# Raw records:

____

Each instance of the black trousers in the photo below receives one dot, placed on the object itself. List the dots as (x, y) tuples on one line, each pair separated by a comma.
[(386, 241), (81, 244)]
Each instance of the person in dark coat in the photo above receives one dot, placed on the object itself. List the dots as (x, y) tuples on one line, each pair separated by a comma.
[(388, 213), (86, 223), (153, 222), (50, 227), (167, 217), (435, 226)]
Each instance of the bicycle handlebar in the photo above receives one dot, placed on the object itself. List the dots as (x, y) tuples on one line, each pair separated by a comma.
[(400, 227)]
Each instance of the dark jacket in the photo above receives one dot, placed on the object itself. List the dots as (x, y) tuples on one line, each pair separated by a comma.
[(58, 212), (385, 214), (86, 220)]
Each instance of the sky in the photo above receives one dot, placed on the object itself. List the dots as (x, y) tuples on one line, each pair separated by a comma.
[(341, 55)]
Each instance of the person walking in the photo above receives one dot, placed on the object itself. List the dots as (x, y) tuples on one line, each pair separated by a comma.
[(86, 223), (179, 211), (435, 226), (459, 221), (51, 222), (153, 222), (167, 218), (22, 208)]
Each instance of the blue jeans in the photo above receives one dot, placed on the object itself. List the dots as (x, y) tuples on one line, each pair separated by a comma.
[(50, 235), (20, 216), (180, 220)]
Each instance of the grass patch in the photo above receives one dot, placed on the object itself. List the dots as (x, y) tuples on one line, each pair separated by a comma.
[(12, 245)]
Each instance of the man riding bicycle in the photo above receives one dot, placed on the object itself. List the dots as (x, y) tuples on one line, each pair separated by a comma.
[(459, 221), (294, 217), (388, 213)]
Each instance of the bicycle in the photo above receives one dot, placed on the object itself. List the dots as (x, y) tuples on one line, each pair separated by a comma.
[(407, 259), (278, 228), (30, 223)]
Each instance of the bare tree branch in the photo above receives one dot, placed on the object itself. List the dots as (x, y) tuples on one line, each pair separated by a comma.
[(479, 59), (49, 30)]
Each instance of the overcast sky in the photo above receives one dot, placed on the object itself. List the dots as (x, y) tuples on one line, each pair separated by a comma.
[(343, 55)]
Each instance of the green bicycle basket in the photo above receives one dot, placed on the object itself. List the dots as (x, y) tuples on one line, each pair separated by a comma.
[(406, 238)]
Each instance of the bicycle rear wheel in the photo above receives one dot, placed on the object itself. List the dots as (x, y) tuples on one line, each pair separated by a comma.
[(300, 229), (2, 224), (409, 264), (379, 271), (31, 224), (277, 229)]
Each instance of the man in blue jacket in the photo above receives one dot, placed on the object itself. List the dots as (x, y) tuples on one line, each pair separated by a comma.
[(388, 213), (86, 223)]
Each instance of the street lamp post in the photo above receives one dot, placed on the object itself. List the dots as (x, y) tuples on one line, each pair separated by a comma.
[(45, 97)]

____

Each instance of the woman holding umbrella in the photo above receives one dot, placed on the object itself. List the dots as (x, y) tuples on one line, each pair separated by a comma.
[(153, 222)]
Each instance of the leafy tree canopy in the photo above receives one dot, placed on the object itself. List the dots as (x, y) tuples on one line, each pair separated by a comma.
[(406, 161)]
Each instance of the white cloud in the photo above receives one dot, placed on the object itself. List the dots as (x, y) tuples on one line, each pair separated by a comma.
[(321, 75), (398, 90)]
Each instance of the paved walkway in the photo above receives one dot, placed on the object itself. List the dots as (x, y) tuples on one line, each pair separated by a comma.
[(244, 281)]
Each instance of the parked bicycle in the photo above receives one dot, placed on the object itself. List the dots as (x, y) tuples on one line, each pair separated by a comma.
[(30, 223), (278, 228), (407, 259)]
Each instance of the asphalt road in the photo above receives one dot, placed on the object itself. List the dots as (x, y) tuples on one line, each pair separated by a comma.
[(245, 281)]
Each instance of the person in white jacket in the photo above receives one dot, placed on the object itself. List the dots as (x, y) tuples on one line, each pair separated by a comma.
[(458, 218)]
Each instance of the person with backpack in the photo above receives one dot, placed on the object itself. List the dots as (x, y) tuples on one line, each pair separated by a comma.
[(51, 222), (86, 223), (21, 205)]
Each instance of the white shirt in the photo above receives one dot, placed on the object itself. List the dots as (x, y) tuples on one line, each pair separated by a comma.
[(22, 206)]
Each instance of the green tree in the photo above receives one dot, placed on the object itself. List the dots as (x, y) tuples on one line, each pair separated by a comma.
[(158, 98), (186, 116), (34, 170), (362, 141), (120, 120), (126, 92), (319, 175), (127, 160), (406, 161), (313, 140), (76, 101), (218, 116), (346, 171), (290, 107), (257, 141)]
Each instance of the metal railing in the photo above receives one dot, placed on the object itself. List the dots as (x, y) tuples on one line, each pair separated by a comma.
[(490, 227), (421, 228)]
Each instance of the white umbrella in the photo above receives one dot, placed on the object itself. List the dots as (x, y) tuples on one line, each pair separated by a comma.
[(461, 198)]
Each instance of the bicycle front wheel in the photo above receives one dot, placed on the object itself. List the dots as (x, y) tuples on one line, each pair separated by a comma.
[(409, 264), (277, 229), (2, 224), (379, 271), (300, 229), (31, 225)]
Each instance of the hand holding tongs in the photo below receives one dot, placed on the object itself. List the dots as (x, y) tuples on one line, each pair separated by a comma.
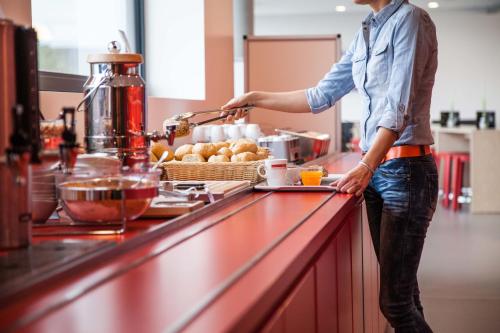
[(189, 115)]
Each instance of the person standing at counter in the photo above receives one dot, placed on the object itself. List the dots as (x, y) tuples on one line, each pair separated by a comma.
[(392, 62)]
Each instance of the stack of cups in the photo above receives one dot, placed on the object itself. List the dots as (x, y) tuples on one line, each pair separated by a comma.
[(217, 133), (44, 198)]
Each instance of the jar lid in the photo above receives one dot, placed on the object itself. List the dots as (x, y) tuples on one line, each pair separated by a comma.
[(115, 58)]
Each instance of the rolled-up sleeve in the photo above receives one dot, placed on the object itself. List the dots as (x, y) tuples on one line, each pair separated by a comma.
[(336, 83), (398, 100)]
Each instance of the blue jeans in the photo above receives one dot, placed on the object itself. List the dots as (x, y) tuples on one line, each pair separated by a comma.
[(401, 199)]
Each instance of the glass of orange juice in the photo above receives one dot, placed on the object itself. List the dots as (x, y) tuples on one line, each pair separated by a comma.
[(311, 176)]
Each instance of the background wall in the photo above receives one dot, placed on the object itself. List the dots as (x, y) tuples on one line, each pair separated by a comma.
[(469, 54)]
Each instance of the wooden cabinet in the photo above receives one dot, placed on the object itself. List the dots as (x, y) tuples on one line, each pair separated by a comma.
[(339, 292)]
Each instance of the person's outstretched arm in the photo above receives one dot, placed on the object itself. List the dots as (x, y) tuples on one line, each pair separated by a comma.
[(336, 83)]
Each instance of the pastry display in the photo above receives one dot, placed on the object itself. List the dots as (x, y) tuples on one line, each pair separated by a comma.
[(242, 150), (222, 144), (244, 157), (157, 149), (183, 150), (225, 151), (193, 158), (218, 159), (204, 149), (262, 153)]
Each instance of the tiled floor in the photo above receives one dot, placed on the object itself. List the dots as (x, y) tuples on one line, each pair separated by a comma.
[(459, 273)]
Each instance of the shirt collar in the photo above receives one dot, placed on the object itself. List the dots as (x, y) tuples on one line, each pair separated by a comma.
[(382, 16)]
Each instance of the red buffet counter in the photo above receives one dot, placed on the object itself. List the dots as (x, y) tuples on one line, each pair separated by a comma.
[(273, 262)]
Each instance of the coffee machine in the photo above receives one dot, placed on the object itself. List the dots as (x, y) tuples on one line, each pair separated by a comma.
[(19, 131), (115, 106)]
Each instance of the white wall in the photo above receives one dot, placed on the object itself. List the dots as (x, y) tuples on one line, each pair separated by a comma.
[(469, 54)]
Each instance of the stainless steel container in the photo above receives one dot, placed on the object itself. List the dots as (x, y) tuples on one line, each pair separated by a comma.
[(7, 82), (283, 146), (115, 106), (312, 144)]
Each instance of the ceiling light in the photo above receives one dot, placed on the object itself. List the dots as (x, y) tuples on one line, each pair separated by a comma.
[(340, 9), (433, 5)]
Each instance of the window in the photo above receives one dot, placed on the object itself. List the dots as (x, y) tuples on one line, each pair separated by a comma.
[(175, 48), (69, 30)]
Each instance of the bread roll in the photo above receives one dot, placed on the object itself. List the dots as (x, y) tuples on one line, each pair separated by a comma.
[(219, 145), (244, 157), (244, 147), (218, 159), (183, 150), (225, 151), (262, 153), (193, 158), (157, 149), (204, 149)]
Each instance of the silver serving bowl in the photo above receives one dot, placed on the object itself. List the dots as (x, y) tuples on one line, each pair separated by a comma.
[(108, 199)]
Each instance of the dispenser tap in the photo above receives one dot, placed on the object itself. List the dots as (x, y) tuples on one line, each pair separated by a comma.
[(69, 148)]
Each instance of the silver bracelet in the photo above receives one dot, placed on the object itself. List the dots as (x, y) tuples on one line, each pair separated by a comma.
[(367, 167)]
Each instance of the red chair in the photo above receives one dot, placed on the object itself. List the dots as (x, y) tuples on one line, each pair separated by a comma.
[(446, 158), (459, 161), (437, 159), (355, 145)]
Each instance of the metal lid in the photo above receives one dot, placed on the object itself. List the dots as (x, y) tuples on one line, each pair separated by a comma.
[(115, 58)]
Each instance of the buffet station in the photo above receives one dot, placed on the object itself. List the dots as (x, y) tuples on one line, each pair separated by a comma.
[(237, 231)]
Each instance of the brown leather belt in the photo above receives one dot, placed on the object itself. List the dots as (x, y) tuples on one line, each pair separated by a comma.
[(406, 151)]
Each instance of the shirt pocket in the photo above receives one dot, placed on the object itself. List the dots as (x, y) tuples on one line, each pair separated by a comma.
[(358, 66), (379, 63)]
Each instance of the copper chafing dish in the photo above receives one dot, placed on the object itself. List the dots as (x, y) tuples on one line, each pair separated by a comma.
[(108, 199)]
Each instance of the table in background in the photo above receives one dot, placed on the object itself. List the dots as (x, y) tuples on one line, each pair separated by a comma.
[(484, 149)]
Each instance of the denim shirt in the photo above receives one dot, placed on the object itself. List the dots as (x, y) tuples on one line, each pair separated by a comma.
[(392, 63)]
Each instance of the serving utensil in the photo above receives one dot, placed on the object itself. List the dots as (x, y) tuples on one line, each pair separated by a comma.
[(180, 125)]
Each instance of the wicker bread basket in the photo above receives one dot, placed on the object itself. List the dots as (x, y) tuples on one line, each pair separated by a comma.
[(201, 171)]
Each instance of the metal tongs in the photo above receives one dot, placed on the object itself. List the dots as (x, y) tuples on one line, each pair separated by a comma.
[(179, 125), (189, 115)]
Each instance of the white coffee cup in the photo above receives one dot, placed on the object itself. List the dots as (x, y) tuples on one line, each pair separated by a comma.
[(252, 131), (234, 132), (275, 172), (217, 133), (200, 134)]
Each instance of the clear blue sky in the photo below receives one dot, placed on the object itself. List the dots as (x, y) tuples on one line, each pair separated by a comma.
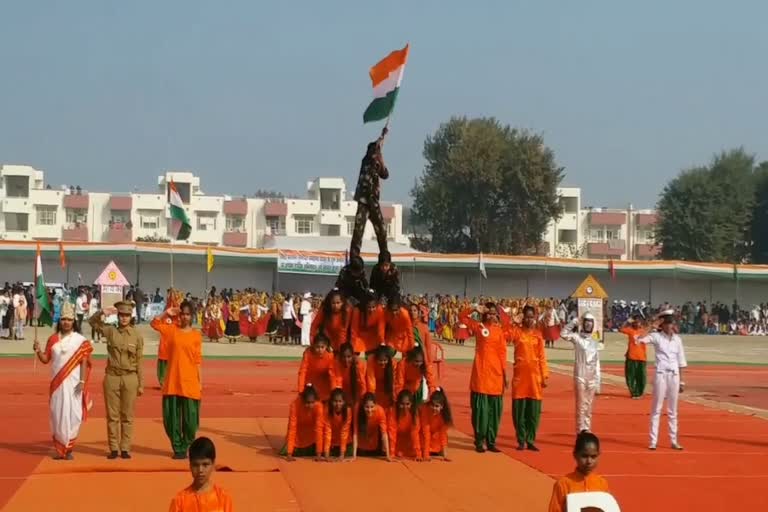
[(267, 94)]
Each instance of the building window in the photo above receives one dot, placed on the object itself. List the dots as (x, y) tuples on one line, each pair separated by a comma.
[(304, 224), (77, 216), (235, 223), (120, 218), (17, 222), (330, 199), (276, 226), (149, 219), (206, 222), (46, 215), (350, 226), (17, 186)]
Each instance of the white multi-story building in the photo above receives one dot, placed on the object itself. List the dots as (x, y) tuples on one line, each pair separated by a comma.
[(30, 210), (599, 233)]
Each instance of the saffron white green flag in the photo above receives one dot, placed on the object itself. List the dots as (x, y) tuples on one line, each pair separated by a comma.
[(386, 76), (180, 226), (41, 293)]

____

# EXERCISE AIM:
Rewrite the rows from the line with "Each instance of the leafy" to the line with "[(22, 206)]", changing "paved walkway" to "paved footpath". Leave every other part of those lines unchanged.

# ANSWER TO THE EXERCISE:
Each instance of the leafy tree canopy in the photo above receives one dot, placed on the object itself. List the dots as (x, y) tuples on one line, each pair separated by a comma.
[(406, 161)]
Each instance of the white cloud in the photo above receives one dot, placed on the object itself. List the dots as (x, y) tuples on one line, each pair separated by a comma.
[(321, 75), (398, 90)]
Each instance of the paved footpath in the photo above receives one dot, placed on the object itself. List the dots as (x, y) tuples on one line, each pair separated by a comma.
[(244, 281)]
Each instance of the parked bicycle in the photo above receives one dot, placed on the object itself. List the dots as (x, y) tuples on one line, each pair separated by a comma.
[(30, 223), (278, 228), (407, 259)]
Each instance of the asphalt road in the photo above receives one dot, placed on the object itself. List the dots as (x, y) tuples on one line, each pair separated by a comma.
[(245, 281)]
Each instance of the person in white jacket in the photo above receives one dot, placed on the object itself. List the dots as (x, y) tuples on one line, each pair separated by a comma.
[(458, 218)]
Each instance of the person with backpack in the photo above receives one dot, placed on the object itself. List the dots as (x, y) tuples on one line, each pair separated by a comma.
[(51, 222), (86, 223), (21, 205)]
Each instance of the white shirt in the photo above receives one dot, placed on the object itself. List the dots as (x, y) tuples on one line, each pair separated by a comma.
[(22, 206)]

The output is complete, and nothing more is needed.